DESCRIPTION OF THE TASK
All of the records below should be output exactly.

/---

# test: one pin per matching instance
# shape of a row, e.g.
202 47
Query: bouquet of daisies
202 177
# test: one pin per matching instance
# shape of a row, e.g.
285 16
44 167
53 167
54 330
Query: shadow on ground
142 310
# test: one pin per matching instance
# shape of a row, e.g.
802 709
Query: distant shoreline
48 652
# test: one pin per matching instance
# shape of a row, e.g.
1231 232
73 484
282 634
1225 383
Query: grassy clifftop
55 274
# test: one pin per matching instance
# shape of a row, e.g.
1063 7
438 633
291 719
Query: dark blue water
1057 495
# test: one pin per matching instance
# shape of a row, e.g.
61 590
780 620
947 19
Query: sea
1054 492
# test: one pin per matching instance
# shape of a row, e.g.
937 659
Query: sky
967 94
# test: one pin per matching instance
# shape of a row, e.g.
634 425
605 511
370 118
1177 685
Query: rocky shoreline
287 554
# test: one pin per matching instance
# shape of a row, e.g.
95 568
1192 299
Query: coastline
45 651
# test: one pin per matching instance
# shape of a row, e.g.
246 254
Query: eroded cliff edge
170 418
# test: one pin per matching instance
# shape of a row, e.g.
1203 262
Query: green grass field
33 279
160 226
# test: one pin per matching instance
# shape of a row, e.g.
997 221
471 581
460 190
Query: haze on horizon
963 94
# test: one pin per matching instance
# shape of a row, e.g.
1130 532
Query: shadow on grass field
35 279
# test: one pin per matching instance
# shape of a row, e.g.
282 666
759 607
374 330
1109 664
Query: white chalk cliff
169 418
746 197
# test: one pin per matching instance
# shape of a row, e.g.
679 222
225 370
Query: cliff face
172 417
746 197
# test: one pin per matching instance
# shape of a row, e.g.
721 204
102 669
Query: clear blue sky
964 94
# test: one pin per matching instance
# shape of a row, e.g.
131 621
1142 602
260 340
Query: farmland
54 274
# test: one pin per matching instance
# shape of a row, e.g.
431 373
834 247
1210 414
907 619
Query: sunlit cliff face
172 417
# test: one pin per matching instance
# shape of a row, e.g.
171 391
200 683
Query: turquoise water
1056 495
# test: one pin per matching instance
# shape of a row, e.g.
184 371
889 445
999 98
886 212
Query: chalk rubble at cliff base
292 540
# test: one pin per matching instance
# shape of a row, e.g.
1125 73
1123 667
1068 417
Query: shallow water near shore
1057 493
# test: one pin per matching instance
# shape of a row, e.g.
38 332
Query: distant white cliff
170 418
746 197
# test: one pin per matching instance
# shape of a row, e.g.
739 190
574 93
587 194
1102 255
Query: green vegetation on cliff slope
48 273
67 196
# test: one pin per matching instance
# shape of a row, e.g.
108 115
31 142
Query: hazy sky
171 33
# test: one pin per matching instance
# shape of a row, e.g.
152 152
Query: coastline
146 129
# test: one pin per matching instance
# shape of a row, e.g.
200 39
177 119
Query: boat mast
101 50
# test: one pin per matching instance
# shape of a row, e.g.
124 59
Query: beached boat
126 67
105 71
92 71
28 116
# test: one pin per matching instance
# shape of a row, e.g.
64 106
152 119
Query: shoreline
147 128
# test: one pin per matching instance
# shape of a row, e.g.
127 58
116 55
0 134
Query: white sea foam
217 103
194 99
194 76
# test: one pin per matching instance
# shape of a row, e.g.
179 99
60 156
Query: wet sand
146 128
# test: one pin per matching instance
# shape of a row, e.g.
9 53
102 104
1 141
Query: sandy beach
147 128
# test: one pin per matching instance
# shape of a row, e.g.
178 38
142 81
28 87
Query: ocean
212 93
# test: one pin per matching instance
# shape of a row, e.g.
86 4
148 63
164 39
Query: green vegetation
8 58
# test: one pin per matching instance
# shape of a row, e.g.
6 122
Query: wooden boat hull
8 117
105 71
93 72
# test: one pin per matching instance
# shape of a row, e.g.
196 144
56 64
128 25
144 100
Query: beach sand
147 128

\---

REPLY
# test: one pin per matching instance
# shape of a row, e.g.
202 47
Query: bouquet of daisies
202 177
# test: one pin per matching instance
# shape of a row, e.g.
285 16
44 167
53 167
54 330
Query: shadow on ground
142 310
# test: one pin per matching instance
# shape of a row, e.g.
802 709
Query: distant shoreline
48 652
# test: one pin per matching instance
# shape of a row, e.g.
1231 232
73 484
282 634
1225 383
Query: grassy clifftop
55 274
# test: one pin per matching instance
# shape of a row, e.g.
1063 7
438 633
291 719
Query: dark blue water
1057 495
# test: one pin per matching instance
# shape of a row, e.g.
61 590
780 620
947 19
Query: sea
1054 492
# test: one pin per matching instance
# shape of a row, e.g.
937 659
Query: sky
967 94
# test: one pin per matching instance
# shape of a row, e.g.
634 425
605 511
370 118
1177 685
Query: rocky shoreline
287 554
# test: one pin per matching instance
# shape of a row, e.g.
95 568
1192 299
Query: coastline
45 651
# test: one pin per matching instance
# shape of a row, e.g.
246 254
Query: eroded cliff edge
170 418
# test: one pin per matching instance
# shape of a row, e.g.
1203 262
Query: green grass field
33 279
160 226
# test: one pin per matching instance
# shape of a row, e.g.
997 221
471 581
460 190
Query: haze on horizon
963 94
# test: one pin per matching instance
# shape of a row, e.g.
1130 532
Query: shadow on grass field
35 279
# test: one pin per matching instance
# shape of a row, e.g.
282 666
759 607
374 330
1109 664
Query: white chalk cliff
169 418
746 197
# test: one pin per matching instance
# shape of a row, e.g.
679 222
225 370
Query: cliff face
172 417
746 197
# test: one pin per matching instance
# shape of a row, e.g.
721 204
102 669
Query: clear blue sky
964 94
# test: one pin per matching instance
# shape of a row, e.g.
131 621
1142 602
260 340
Query: farmland
54 274
# test: one pin per matching instance
# shape of a row, e.g.
431 373
834 247
1210 414
907 619
Query: sunlit cliff face
172 417
# test: one pin per matching instance
# shape of a row, e.g.
171 391
200 683
Query: turquoise water
1056 495
# test: one pin per matching instance
# shape of a row, e.g.
184 371
889 445
999 98
886 212
Query: chalk rubble at cliff base
292 540
# test: one pin per matching instance
# shape of a row, e.g.
1125 73
1123 667
1068 417
Query: shallow water near shore
1057 493
# test: one pin per matching instance
# shape of a row, e.g.
38 332
Query: distant white cliff
170 418
746 197
# test: one pin per matching instance
# shape of a row, e.g.
739 190
574 93
587 194
1102 255
Query: green vegetation on cliff slope
48 273
67 196
# test: one pin per matching instance
# shape of a row, e.g.
108 115
31 142
Query: hazy sky
171 33
# test: one pin per matching instance
# shape of a row, e.g.
152 152
Query: coastline
146 129
# test: one pin per matching instance
# shape of a row, e.g.
200 39
177 119
Query: boat mast
101 50
# test: one pin per matching instance
# shape of a row, e.g.
124 59
Query: beached boat
126 67
105 71
92 71
28 116
# test: one pin per matching instance
# shape of a row, e.g.
64 106
152 119
Query: shoreline
147 128
# test: one pin per matching instance
# shape of a row, e.g.
127 58
116 55
0 134
Query: white sea foam
217 103
194 99
194 76
# test: one pin per matching instance
# shape of a row, e.g.
179 99
60 156
Query: wet sand
146 128
# test: one pin per matching instance
# shape of a row, e.g.
9 53
102 104
1 141
Query: sandy beach
147 128
# test: one pin per matching instance
# shape of a row, e.g.
178 38
142 81
28 87
Query: ocean
212 93
# test: one pin per matching instance
# shape of a row, e.g.
86 4
148 63
164 39
Query: green vegetation
8 58
# test: one pin per matching instance
# shape of a row, e.g.
6 122
Query: wooden boat hull
8 117
105 71
93 72
# test: one pin per matching instance
# shape of a row, e.g.
196 144
56 64
128 25
144 100
Query: beach sand
147 128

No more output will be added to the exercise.